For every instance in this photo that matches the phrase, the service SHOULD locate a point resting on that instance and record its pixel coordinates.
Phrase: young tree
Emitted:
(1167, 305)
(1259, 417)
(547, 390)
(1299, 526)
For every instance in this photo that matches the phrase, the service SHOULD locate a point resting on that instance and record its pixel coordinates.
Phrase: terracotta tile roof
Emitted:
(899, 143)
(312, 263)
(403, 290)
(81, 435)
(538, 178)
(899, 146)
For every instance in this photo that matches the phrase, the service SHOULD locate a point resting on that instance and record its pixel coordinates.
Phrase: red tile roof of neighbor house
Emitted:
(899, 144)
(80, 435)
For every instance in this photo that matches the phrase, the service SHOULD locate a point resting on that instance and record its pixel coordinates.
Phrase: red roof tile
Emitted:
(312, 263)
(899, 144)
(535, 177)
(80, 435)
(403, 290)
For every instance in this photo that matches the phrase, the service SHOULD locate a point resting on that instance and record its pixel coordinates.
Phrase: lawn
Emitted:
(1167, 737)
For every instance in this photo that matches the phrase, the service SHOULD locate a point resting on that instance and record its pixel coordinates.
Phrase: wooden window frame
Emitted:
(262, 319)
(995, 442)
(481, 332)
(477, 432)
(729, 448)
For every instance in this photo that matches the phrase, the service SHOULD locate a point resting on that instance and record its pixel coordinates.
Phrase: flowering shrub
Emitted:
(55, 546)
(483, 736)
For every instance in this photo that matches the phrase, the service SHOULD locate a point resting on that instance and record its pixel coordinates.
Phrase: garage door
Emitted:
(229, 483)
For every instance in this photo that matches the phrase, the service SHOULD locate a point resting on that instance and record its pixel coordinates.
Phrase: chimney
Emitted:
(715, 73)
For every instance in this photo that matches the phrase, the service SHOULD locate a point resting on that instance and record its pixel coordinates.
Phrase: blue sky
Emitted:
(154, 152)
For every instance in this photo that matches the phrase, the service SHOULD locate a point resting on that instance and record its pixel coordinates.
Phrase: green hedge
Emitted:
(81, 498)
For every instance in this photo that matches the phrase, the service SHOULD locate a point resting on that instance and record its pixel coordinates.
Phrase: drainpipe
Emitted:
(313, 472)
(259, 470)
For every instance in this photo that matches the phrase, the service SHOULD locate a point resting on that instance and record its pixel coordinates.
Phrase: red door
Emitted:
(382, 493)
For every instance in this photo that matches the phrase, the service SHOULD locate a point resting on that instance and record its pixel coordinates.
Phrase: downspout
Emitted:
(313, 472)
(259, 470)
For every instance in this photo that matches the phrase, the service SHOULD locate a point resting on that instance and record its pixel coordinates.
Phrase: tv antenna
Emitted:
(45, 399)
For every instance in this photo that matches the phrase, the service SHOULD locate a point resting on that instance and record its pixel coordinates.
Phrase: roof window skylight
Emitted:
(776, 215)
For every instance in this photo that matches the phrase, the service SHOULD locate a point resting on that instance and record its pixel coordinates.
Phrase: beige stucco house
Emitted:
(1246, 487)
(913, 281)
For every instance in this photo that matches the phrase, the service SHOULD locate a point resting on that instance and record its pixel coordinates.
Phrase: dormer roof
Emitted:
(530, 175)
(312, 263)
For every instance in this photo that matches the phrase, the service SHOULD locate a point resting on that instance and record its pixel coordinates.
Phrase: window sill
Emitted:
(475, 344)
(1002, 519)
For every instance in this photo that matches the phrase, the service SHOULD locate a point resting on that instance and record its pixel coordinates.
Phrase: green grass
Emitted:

Work required => Reproduce without change the stretch of items above, from the first line through the line that contains "(1167, 737)", including both of those lines.

Answer below =>
For every instance in this photo that matches the phrase, the service SHOULD locate a point resting on that instance and record its pixel coordinates.
Phrase: young tree
Emitted:
(1167, 305)
(1259, 417)
(547, 390)
(1299, 526)
For every instance in this photo that matches the phrase, the service SHOULD locate a point resting on that instance and record its pixel coordinates.
Phrase: terracotta tile roof
Emitted:
(899, 143)
(312, 263)
(403, 290)
(81, 435)
(538, 178)
(899, 146)
For every instance in this photo that matches the phrase, the service SHOULD locate a point resting on that instance and record its pixel coordinates.
Phrase: red tile roof of neighbor house
Emitted:
(899, 144)
(80, 435)
For every instance in this photo that matches the phrase, the service SHOULD locate a point resting on that instance and record its pixel coordinates.
Phrase: red roof tile
Emitted:
(312, 263)
(899, 144)
(535, 177)
(80, 435)
(403, 290)
For every instance in this photo that matches the phrase, the service SHOULD locate a point resting on that instance and record its pixel coordinates.
Phrase: lawn
Emitted:
(1167, 737)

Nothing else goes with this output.